START Materials provided

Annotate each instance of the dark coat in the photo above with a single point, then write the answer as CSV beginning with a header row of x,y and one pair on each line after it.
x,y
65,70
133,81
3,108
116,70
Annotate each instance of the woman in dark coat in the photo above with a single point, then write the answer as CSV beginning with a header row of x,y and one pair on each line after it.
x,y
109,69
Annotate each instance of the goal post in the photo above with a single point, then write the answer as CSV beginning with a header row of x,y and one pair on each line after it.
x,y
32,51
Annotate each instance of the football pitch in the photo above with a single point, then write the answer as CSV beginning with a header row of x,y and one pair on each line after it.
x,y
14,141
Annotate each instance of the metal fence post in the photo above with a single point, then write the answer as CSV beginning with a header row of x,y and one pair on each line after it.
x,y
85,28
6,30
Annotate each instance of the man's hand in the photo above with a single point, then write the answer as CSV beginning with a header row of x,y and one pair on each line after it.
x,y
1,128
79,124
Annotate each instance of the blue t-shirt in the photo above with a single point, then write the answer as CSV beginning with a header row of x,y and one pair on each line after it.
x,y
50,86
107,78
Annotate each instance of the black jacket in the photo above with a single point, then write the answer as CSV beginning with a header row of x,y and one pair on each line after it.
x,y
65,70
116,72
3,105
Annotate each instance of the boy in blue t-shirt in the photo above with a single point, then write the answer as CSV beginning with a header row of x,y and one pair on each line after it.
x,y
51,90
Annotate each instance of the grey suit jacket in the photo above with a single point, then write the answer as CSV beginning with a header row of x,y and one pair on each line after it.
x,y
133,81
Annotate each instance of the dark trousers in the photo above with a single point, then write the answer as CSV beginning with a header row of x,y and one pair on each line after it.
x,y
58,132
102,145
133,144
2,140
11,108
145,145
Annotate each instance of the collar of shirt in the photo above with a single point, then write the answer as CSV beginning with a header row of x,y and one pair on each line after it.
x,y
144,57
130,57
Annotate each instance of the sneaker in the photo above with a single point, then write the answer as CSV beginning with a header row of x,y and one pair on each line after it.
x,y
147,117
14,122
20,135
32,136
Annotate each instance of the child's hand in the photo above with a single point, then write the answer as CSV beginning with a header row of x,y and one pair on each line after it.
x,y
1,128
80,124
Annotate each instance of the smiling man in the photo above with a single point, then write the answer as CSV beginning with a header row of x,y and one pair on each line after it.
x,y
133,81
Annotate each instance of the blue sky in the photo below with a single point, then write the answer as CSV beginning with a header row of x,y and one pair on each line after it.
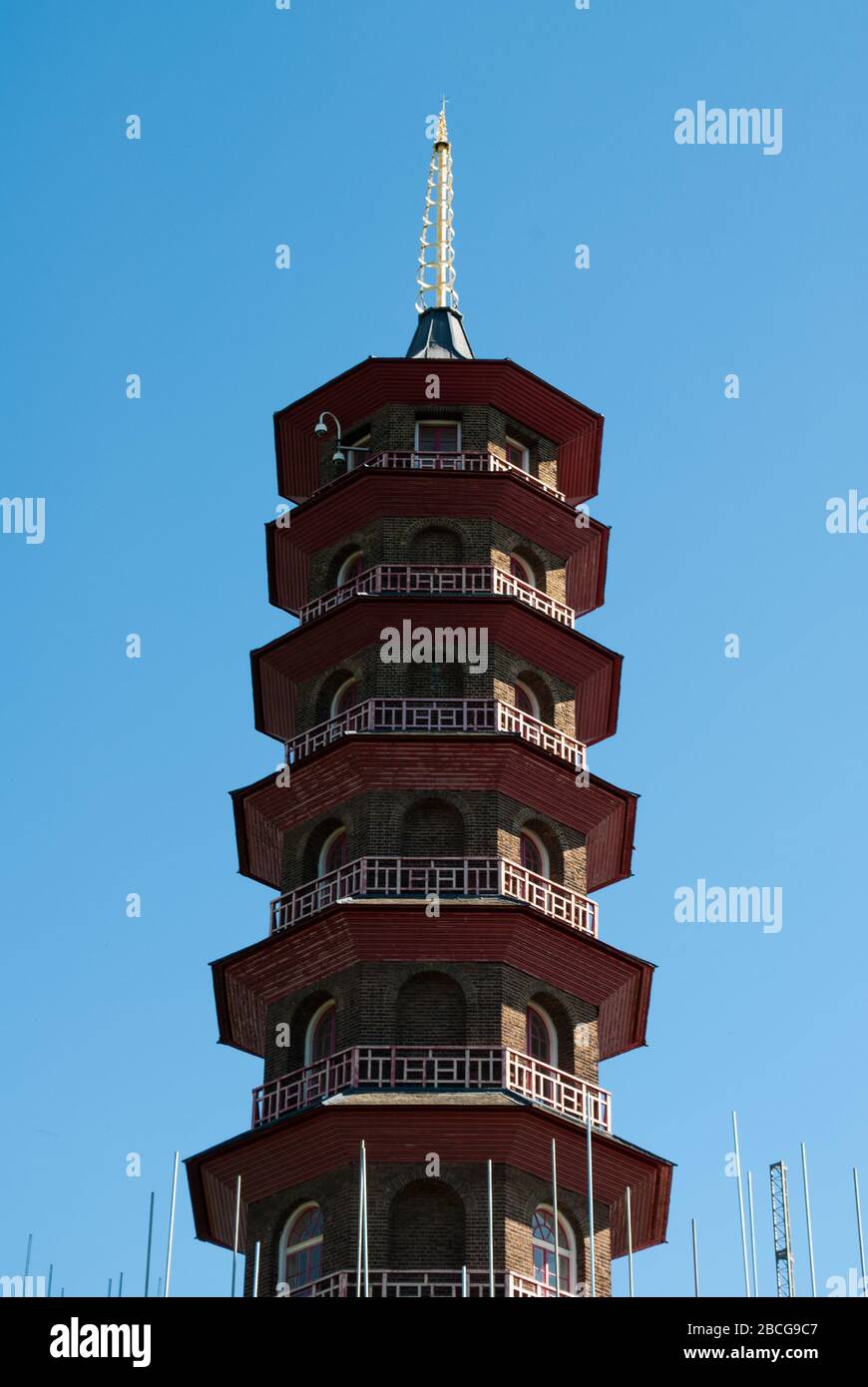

END Materials provided

● Exercise description:
Please hand back every entry above exactly, with no images in the copy.

● Written solution:
Annotate each instance of the dark coat in the photo above with a single point, then write the answer as CSV beginning with a header row of x,y and one pair on each line after it.
x,y
65,70
133,81
3,108
116,70
Annotate each instance of the woman in dark coat in the photo above with a single point, then write the answer as CSV beginning with a header row of x,y and one pair on each line after it.
x,y
109,69
Annotate each instance of the goal post in the photo above with a single point, then write the answer as CSV beginning with a header row of x,y and one pair on each line after it.
x,y
32,51
Annotate each instance of the football pitch in the photo above with a single point, then write the answer as CSV beginning with a header row of x,y and one pair on each line after it.
x,y
14,141
Annotate each instance of the metal fence post in the photo above with a single point, then write the answer as CSV beginning with a header row of x,y and one pair on each line after it.
x,y
85,28
6,30
Annotate each instance of the man's hand in the photo above with a single point, then write the answer as CSV beginning with a header row of x,y and one pair on each line after it.
x,y
1,128
79,124
Annotate each instance of the blue t-shirt in the photo above with a single point, then write the answer as CSV beginning with a header row of x,y and one pair on each line after it.
x,y
50,86
107,78
Annotate each instance of the black jacket in the photo above with a single point, then write the answer as CSV beginning with a header row of x,y and one pair on each line after it.
x,y
65,70
116,72
3,105
Annotate each instance of the boy in blue t-shirt in the photo above with a single point, then write the answer as CSV beginning with a header row of x,y and one pair on each line after it.
x,y
51,90
Annotate each instance of the grey suit jacket in the photo above with a single point, then write the answer as CSV beginning with a header row of x,y and one pair on each line after it.
x,y
133,81
Annotate each instance of the dark trousers in the photo above with a single point, then write the answer as CSV beginning with a header row of x,y and one pair on each line after it.
x,y
58,132
102,145
133,144
2,140
11,108
145,145
Annotate each instance of the collar of shirt in the photo above with a single point, then write the answer as CSV beginning with a header row of x,y and one pair on each line after it.
x,y
144,57
130,57
Annotate each instance of the sneaker in the photo above with a single point, then write the answer as CSV beginning with a header row of x,y and one pair on each line after it.
x,y
147,117
14,122
20,135
32,136
Annotate each instance of the child's hand in the photo above with a single point, then write the answer as CSV beginning with a header row of x,y and one pair on each line after it.
x,y
1,128
80,124
Annotate each instance of the smiling man in the photo above with a single point, then write the answer as CSV beginning with a header row of x,y and one pair on each line after it.
x,y
133,81
Annotate each instance of the blue sky in the photo below with a single point, then write the answer as CSV beginning with a header row of x,y and one pair on each line after it.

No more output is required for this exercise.